◆ What the task asks ◆
Wherever "subject" appears in a line of the listing, that line should be returned.
####
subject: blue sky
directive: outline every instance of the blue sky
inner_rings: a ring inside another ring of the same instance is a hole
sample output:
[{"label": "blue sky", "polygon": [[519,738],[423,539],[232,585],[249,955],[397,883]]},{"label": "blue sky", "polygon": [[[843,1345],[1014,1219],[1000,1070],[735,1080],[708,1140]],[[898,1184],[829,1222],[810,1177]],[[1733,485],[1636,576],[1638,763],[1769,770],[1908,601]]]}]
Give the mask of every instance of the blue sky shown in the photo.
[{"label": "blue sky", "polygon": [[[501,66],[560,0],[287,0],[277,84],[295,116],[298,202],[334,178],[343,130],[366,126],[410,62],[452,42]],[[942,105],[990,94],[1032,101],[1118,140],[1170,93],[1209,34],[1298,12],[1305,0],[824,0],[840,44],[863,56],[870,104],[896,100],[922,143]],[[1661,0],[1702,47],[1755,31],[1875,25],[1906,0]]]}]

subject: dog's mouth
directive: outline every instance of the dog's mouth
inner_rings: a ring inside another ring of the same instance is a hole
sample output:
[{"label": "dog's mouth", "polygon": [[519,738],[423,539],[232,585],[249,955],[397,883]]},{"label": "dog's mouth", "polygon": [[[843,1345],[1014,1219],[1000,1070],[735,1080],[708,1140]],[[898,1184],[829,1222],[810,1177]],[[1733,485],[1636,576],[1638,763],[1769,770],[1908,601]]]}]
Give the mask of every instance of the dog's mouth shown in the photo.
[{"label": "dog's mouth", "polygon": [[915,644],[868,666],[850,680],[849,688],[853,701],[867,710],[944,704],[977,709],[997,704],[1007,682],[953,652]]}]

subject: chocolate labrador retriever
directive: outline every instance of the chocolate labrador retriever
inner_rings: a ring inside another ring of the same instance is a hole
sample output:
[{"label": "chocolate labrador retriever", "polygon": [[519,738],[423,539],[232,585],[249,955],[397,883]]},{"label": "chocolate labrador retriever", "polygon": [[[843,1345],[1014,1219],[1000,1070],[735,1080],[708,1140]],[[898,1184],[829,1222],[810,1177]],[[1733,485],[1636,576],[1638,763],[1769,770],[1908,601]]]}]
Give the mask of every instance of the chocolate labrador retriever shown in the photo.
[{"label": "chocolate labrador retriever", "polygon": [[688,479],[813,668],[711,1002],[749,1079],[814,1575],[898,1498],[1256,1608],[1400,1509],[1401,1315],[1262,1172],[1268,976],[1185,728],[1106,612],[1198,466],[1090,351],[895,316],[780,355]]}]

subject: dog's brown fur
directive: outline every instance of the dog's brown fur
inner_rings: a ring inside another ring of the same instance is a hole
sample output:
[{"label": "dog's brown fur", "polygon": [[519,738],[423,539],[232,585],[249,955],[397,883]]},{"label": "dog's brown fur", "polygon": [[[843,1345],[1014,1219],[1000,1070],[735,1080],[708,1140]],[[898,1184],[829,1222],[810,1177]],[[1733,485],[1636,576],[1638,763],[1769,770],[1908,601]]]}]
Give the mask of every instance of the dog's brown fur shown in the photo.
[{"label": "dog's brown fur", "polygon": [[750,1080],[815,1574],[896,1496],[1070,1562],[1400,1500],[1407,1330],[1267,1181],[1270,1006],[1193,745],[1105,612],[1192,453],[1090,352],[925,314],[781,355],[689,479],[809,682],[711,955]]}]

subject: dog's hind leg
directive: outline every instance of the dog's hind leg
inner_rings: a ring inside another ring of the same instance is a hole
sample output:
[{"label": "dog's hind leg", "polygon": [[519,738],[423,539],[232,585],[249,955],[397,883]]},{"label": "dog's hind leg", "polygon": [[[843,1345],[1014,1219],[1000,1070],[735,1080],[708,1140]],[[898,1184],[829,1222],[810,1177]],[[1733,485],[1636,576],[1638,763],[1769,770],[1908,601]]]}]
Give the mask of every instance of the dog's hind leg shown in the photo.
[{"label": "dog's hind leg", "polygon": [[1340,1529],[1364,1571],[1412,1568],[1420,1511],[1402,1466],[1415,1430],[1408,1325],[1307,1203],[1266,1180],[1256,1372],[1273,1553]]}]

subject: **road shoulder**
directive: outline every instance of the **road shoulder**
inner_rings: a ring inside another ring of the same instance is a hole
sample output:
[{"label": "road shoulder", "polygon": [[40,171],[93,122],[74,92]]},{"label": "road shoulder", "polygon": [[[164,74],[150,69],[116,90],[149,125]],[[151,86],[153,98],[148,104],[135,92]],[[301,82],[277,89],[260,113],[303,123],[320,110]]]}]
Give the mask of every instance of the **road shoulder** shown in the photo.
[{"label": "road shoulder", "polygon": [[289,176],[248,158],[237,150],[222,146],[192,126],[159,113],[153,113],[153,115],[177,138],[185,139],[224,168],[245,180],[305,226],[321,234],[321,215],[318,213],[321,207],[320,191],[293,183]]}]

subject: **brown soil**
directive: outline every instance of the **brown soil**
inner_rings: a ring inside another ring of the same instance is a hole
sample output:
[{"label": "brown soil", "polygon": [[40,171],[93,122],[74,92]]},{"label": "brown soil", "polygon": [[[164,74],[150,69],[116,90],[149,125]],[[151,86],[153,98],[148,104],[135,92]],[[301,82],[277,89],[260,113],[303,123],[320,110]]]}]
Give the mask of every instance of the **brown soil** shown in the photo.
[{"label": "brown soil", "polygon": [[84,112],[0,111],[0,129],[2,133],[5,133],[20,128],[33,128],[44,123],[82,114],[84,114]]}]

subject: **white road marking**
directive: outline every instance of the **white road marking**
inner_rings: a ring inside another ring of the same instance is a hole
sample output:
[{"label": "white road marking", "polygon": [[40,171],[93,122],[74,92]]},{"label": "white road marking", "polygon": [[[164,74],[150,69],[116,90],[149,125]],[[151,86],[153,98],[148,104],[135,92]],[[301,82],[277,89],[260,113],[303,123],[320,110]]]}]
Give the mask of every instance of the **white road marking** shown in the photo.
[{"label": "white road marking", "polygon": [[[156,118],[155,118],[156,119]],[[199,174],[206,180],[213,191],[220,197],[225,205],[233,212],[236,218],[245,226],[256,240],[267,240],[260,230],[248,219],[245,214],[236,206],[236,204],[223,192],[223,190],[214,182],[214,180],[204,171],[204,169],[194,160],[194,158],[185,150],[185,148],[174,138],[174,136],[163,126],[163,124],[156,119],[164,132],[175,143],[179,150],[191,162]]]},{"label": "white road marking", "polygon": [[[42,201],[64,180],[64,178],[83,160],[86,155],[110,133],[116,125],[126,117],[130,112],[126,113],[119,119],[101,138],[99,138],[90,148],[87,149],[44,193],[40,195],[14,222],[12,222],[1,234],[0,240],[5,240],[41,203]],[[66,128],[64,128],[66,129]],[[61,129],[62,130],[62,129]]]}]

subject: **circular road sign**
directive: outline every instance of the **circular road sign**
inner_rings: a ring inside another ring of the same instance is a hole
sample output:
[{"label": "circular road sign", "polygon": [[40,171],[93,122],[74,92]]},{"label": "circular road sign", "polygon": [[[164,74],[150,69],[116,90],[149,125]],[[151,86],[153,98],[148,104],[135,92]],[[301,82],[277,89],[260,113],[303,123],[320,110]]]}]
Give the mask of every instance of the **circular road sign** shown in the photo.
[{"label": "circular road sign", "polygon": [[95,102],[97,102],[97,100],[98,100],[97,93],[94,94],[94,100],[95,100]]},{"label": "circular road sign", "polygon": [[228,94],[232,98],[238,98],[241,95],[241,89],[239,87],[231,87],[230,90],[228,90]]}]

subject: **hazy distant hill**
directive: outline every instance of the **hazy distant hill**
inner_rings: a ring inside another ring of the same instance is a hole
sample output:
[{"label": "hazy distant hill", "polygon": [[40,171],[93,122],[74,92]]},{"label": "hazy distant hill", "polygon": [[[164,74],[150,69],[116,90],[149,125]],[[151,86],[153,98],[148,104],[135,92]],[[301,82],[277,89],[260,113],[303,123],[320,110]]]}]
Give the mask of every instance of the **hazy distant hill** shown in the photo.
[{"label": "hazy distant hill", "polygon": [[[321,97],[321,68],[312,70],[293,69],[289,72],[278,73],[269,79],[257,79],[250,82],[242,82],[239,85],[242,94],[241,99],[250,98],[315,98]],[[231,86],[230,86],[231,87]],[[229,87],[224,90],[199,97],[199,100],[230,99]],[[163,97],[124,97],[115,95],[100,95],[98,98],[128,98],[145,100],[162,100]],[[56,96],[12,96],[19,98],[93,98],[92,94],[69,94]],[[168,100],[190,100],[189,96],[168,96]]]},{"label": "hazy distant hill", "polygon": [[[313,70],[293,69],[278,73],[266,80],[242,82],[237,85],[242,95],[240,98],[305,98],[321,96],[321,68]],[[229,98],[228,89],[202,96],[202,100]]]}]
####
◆ Reply ◆
subject: blue sky
subject: dog's mouth
subject: chocolate labrador retriever
subject: dog's brown fur
subject: dog's hind leg
subject: **road shoulder**
subject: **brown soil**
subject: **white road marking**
subject: **circular road sign**
subject: **hazy distant hill**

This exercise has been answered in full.